### What is expected
Nothing but the lines holding the string "horse" should appear in the answer. Copy them from the entries.

### Data supplied

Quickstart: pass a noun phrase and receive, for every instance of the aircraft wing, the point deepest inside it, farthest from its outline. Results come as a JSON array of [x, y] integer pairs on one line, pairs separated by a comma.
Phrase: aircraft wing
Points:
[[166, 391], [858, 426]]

* * *

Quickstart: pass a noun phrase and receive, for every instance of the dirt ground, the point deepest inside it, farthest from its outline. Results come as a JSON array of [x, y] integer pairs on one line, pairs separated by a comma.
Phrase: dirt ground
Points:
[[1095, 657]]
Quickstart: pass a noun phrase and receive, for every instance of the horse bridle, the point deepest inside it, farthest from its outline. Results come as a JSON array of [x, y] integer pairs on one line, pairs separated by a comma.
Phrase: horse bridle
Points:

### Result for this exercise
Quickstart: pass a noun phrase and receive, for every instance of the horse bridle, the point deepest inside it, farthest from its outline. Results come as a JSON array of [x, y] integer pairs on one line, pairs separated by a comma.
Phrase: horse bridle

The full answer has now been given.